─── EXTRACT TO READ ───

This is the most robust pattern when n is close to the word width, because it removes the overflow window entirely.

2.3b A worked overflow scenario¶

To see the failure concretely, take a hypothetical 4-bit word (w = 4) and enumerate 2-subsets of n = 4. The maximal 2-mask in 4 bits is 0b1100 = 12. Run the loop without the explicit max-mask guard, using the bound x < (1 << 4) = 16:

x = 0011 (3)  -> next = 0101 (5)
x = 0101 (5)  -> next = 0110 (6)
x = 0110 (6)  -> next = 1001 (9)
x = 1001 (9)  -> next = 1010 (10)
x = 1010 (10) -> next = 1100 (12)
x = 1100 (12) < 16, so we call nextCombination(12):
    c = 12 & -12 = 0100 (4)
    r = 12 + 4  = 10000 -> WRAPS to 0000 in a 4-bit word
    result becomes garbage; the loop may now spin or emit nonsense.

The bound x < 16 did not protect us because the intermediate r = x + c overflowed before the comparison. With w = 4 and n = 4 there is no sentinel bit. The fixes from Sections 2.2–2.3 — require n ≤ w − 1, or stop on x == maxMask = 12 before the call — both prevent this. On real 64-bit hardware the same bug appears at n = 64, which is why n ≤ 63 (one sentinel bit) is the standard contract.

2.4 Big-integer Gosper¶

When n > 63, the hack still works over arbitrary-precision integers — every operation (& -x, +, ^, >>, exact /) is defined for bigints. Python gets this for free; Go uses math/big (note big.Int has no native -x two's complement, so compute the lowest set bit as x & (^x + 1) over a fixed width, or use x.And(x, new(big.Int).Neg(x)) carefully). The per-step cost rises from O(1) to O(n / word) for the bigint arithmetic, but the algorithm is unchanged. In practice, if n > 63 and C(n, k) is small, bigint Gosper is fine; if C(n, k) is large, you have a bigger problem (the enumeration itself is infeasible).

3. Signed Shifts, Word Width, and Type Discipline¶

3.1 The signed-shift trap in Gray code¶

gray(x) = x ^ (x >> 1) and the inverse loop both shift right. On a signed integer with the top bit set, >> is an arithmetic shift in Java and C (sign-extending), so 0x8000...0 >> 1 becomes 0xC000...0, not 0x4000...0. This silently corrupts both the Gray value and its inverse for any mask using the sign bit.

Mitigations by language:

Go: use uint64 (unsigned types shift logically). Never use int for masks that may set the top bit.
Java: use >>> (logical right shift) instead of >>, or keep values in long and ensure they stay non-negative. Java has no unsigned types, so >>> is mandatory for the high half of the range.

─── LISTED RECORDS ───

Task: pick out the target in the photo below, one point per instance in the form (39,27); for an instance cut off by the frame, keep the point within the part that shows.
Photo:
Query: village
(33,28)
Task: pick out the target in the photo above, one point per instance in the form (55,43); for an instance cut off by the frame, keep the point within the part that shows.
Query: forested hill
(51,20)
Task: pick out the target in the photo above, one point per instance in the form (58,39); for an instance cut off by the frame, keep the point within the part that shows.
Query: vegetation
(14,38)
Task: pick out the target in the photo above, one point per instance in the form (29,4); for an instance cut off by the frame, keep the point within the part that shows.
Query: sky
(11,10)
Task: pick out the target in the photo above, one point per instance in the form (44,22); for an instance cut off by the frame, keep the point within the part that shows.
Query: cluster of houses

───
─── LISTED RECORDS ───

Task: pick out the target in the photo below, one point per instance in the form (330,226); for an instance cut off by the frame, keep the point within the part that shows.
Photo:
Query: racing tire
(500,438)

───
─── LISTED RECORDS ───

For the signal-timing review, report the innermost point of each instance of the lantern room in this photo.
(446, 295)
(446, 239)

───

▶ JOB 1: Could you update the bit-tricks guide, giving everything from "gray(x) = x" down to "the top bit." again with "uint64" replaced by "uint32"?
▶ JOB 2: Can you go on with the bit-tricks guide from the point where it stops?

▶ WRITTEN RESPONSE 1:
gray(x) = x ^ (x >> 1) and the inverse loop both shift right. On a signed integer with the top bit set, >> is an arithmetic shift in Java and C (sign-extending), so 0x8000...0 >> 1 becomes 0xC000...0, not 0x4000...0. This silently corrupts both the Gray value and its inverse for any mask using the sign bit.

Mitigations by language:

Go: use uint32 (unsigned types shift logically). Never use int for masks that may set the top bit.

▶ WRITTEN RESPONSE 2:
Python: integers are arbitrary precision and non-negative-shift-safe, but you must mask to n bits explicitly if you want fixed-width semantics (x & ((1 << n) - 1)).

3.2 The two's-complement dependency of `x & -x`¶

The lowest-set-bit idiom x & -x relies on two's complement: -x = ~x + 1. This is well-defined for unsigned and standard signed types, but for bigints the unary minus does not flip an infinite sign extension. In Go's math/big you cannot write x & -x directly; compute x.And(x, new(big.Int).Neg(x)) which works because big.Int models two's complement for bitwise ops, or isolate the bit by TrailingZeros. Know your library's contract.

3.3 Choosing the word width¶

Universe size `n`	Recommended type	Why
`n ≤ 31`	`uint32` / Java `int` (careful with sign)	fits with room for the sentinel
`n ≤ 63`	`uint64` / Java `long` + `>>>`	the standard choice; sentinel at bit `n`
`n == 64`	128-bit or bigint	`1 << 64` overflows 64-bit
`n > 64`	bigint (`math/big`, Python int)	no native width suffices

The rule of thumb: pick a type at least one bit wider than n so the sentinel/stop logic never touches a true overflow.

4. Gray Code in Hardware and Encoders¶

4.1 Why encoders use Gray code¶

A rotary or linear absolute position encoder reads several parallel tracks to report a position. With plain binary, moving from 0111 to 1000 flips all four bits "at once" — but physically the tracks never switch perfectly simultaneously, so a sensor sampling mid-transition can read a spurious value like 1111 or 0000, producing a wildly wrong position. Gray code guarantees only one track changes per position step, so any mid-transition read is at most off by one position — a small, bounded, recoverable error. This is the original engineering motivation (Frank Gray, Bell Labs, 1947) and remains the reason encoders, ADCs, and some state machines use it.

4.2 Minimizing transitions for power and EMI¶

In low-power and high-speed digital design, each bit toggle costs dynamic power (P ∝ C·V²·f·activity) and contributes to electromagnetic interference. Sequencing addresses or state codes in Gray order minimizes the toggle count to exactly one per step, cutting switching activity. Examples: Gray-coded address counters for FIFOs crossing clock domains (the canonical asynchronous-FIFO pointer trick), Gray-coded finite-state-machine encodings to reduce glitching, and Gray-coded DAC inputs.

4.3 Clock-domain-crossing FIFOs¶

A classic production use: an asynchronous FIFO's read/write pointers are Gray-coded before crossing the clock boundary. Because only one bit changes per increment, the synchronizer on the other side can never latch a multi-bit-corrupted pointer value — at worst it sees the old or the new value, both of which are safe. Using binary pointers here is a well-known hardware bug. The conversion is the same x ^ (x >> 1) synthesized in RTL.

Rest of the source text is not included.